Congential Heart conditions Flashcards
What is congenital heart disease?
a gross structural abnormality of the heart or intrathoracic great vessels that is actually or potentially of functional significance
present at birth
What is a major congenital heart disease?
A defect which will require surgery within the first year of life
What are the potential problems to seeing the babies heart in utero?
- maternal obesity
- the way the baby’s sitting
What are the benefits of antenatal screening?
Can start prostaglandin infusions if they have a duct dependent lesion
can deliver in a cardiac surgical centre
support from a expert team and ability to plan for the family
What is carried out in newborn cardiac screening?
- clinical exam at 24 hours
- femoral pulses, heart sounds and presence of murmurs
- some regions also do measurement of pre and post ductal saturations
- will detect murmurs, obvious cyanosis and abnormal pulses
What is the significance of a small muscular VSD?
there will be a murmur early in life but it will have no haemodynamic consequences
Many of these close over spontaneously
What causes cyanosis (bluish discolouration)?
any condition causing deoxygenated blood to bypass the lungs and enter the systemic circulation or any condition where mixed oxygenated and deoxygenated blood enters the systemic circulation from the heart
What is transposition of the great arteries?

[Dataset entries]

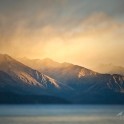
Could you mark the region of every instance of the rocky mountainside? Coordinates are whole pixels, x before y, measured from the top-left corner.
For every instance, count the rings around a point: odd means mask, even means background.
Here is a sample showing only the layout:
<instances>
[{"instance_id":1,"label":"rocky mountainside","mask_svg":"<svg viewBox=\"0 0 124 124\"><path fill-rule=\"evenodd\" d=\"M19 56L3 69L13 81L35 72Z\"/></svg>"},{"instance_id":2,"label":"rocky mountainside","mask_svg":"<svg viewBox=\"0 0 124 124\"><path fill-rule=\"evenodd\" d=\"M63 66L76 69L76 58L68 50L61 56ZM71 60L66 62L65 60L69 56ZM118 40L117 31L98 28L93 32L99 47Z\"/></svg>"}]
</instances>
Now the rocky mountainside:
<instances>
[{"instance_id":1,"label":"rocky mountainside","mask_svg":"<svg viewBox=\"0 0 124 124\"><path fill-rule=\"evenodd\" d=\"M0 103L122 104L124 77L51 59L18 62L1 54L0 97Z\"/></svg>"}]
</instances>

_Task set_
1. From the congenital heart conditions flashcards, copy word for word the passage starting at "Can start prostaglandin" and ending at "small muscular VSD?".
2. In the congenital heart conditions flashcards, condense the card beginning "What is carried out in newborn cardiac screening?" into two short sentences that keep its main facts.
3. Continue the congenital heart conditions flashcards from the point where they stop.

_Numbered responses_
1.
Can start prostaglandin infusions if they have a duct dependent lesion
can deliver in a cardiac surgical centre
support from a expert team and ability to plan for the family
What is carried out in newborn cardiac screening?
- clinical exam at 24 hours
- femoral pulses, heart sounds and presence of murmurs
- some regions also do measurement of pre and post ductal saturations
- will detect murmurs, obvious cyanosis and abnormal pulses
What is the significance of a small muscular VSD?

2. Newborn cardiac screening is a clinical exam at 24 hours that checks femoral pulses, heart sounds and murmurs, and some regions also measure pre- and post-ductal saturations. It detects murmurs, obvious cyanosis and abnormal pulses.

3.
When the aorta goes into the RV and pulmonary artery goes into the LV.
What keeps these babies alive is a the gap between the atria mixing the blood.
ultimately need surgery to fix the anatomy of the heart
When does the ductus arteriosis close in duct dependent circulation?
between 2 and 7 days
How does a duct dependent baby present when the duct closes?
Severe cyanosis or pallor, tachypnoea, distress, rapid deterioration to death Clinical signs - pallor, - prolonged CRT, - poor or absent pulses, - hepatomegaly, - crepitations, - increased work of breathing Profoundly acidotic (Differential diagnosis includes sepsis, metabolic conditions)
Examples of duct dependent conditions
Duct dependent systemic circulation
Duct dependent pulmonary circulation
When will babies with cardiac failure present?
6-8 weeks
What are the clinical signs of heart failure in babies?
Failure to thrive Slow / reduced feeding Breathlessness (especially when feeding) Sweatiness Hepatomegaly Crepitations
What is patent ductus arteriosus repair?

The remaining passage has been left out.